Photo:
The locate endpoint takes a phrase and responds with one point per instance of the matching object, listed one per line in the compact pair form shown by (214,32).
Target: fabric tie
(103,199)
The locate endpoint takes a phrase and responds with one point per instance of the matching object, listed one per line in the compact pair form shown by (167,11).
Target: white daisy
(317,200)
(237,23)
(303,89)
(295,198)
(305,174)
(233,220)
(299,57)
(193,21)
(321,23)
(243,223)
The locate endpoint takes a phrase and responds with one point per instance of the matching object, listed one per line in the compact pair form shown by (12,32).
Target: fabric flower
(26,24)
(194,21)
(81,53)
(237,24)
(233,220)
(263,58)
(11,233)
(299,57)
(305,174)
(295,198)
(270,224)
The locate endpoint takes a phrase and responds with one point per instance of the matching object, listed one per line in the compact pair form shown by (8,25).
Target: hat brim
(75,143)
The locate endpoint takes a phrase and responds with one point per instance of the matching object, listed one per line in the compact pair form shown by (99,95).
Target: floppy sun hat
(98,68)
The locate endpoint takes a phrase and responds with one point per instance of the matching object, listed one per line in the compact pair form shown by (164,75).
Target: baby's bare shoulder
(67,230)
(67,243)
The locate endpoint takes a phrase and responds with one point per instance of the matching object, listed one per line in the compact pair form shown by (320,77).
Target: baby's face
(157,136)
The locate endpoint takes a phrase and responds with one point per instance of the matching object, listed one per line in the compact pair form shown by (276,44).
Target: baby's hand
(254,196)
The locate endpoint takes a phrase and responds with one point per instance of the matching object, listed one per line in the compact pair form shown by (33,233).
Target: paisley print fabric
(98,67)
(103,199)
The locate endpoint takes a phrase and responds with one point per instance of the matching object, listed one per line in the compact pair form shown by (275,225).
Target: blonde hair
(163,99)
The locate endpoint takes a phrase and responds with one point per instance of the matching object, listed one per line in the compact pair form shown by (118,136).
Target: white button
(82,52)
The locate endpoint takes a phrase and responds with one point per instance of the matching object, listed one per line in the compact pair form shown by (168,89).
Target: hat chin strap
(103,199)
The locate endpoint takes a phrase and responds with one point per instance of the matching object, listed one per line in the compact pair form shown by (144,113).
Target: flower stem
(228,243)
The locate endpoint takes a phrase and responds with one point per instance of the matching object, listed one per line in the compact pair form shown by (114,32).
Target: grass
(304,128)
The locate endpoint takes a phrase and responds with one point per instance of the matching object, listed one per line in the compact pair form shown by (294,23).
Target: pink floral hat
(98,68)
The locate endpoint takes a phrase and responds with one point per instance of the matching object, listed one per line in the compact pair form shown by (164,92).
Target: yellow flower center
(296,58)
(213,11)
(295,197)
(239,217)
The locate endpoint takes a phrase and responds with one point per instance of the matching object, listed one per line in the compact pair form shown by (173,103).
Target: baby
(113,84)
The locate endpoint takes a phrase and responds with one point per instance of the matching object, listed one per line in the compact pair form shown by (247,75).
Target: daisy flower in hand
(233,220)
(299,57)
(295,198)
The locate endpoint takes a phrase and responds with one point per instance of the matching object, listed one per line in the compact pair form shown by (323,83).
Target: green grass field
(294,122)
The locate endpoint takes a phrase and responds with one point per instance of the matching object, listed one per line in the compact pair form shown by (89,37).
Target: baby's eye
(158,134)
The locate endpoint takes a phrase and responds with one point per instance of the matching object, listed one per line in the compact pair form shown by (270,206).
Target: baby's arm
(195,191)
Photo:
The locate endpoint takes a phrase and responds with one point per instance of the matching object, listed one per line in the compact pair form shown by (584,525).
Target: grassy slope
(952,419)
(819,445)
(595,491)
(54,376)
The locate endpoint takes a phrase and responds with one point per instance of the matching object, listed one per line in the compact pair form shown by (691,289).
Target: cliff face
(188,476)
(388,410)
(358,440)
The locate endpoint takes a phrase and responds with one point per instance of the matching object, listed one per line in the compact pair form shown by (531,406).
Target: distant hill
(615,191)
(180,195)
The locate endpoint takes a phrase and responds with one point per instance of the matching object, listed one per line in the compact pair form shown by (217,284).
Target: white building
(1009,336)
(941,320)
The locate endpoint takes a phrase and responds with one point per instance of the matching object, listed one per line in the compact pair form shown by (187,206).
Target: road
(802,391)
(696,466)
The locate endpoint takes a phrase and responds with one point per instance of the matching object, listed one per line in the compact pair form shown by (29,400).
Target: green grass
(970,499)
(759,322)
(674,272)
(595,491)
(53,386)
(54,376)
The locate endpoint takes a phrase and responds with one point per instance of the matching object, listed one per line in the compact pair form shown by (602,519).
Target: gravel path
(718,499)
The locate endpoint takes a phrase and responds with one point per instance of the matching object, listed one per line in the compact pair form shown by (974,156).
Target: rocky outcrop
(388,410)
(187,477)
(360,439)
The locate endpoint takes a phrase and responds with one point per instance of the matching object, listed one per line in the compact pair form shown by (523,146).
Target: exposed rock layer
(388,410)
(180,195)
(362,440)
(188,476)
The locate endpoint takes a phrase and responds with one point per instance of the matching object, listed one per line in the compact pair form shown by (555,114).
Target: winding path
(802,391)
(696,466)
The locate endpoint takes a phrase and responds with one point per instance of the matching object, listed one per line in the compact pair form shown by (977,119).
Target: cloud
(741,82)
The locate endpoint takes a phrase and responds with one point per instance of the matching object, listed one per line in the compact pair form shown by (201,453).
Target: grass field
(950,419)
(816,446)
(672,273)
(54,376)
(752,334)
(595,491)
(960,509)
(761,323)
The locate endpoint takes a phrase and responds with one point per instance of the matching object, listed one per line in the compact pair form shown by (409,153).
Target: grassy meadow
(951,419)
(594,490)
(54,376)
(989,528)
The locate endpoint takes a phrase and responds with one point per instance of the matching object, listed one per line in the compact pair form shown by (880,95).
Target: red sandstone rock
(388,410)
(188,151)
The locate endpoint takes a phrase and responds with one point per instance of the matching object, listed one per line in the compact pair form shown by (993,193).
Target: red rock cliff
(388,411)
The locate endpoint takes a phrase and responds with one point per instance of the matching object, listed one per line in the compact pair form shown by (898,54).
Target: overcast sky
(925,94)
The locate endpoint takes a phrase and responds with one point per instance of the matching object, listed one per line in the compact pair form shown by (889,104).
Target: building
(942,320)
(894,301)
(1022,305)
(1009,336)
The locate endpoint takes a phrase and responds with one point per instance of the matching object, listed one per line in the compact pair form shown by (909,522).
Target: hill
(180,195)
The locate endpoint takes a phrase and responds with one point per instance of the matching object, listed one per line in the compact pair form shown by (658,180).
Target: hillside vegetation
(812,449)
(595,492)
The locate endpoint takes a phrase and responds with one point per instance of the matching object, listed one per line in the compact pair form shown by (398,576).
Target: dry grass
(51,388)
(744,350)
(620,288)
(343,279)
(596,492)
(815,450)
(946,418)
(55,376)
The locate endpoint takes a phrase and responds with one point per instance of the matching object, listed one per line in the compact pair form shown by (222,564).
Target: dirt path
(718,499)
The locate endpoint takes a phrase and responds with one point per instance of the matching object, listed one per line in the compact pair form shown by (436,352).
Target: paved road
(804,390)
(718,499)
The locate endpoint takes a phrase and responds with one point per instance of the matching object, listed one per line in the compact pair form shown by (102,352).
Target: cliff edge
·····
- [To do]: What are the lines from the one with "shown by (222,564)." through the last line of the records above? Quote them exactly and add nothing.

- [Result]:
The locate endpoint takes a phrase and responds with one point per instance of the matching object, listed one per line in the compact pair form shown by (222,564).
Target: dirt path
(718,499)
The locate endpoint takes a phrase and responds with one point per instance of the matching object, listed one per line in the compact pair form shown by (436,352).
Target: paved road
(804,390)
(718,499)
The locate endpoint takes a phrase and responds with one point per instance of the matching object, listed one per line in the compact pair form shown by (102,352).
Target: cliff edge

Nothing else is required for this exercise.